Supplied material:
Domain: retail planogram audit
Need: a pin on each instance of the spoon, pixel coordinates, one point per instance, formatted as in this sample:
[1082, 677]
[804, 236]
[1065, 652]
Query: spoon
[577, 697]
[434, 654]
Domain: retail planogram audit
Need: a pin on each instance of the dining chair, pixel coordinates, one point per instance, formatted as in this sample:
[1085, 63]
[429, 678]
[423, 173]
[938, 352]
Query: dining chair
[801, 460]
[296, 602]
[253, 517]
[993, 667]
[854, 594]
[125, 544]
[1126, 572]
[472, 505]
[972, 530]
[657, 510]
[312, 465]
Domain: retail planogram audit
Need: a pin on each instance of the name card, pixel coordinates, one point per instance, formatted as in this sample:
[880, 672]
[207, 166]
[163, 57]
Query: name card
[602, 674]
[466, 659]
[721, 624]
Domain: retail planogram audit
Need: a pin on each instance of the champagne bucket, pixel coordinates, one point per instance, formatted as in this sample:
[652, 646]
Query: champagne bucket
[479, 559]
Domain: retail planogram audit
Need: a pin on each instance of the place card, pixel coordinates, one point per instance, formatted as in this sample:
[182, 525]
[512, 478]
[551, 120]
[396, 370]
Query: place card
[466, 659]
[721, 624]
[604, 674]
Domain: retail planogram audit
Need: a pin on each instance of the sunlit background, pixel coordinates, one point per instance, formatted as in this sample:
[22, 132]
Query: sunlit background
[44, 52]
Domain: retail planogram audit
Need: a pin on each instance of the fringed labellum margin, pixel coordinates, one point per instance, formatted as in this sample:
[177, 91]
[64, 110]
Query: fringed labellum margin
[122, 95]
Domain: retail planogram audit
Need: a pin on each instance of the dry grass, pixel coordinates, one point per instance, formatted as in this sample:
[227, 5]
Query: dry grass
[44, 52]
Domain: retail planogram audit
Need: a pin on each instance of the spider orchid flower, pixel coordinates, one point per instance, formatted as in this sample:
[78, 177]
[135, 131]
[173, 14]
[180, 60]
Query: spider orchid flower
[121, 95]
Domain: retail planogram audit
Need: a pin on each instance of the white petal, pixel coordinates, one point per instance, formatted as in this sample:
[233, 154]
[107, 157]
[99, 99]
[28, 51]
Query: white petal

Aim of the task:
Identify every line in the data above that contains the word "flower", and copy each such line in full.

Worked solution:
Need: a pin on each instance of the spider orchid flower, pixel coordinates, one point per instance, formatted as in this sample:
Query: spider orchid flower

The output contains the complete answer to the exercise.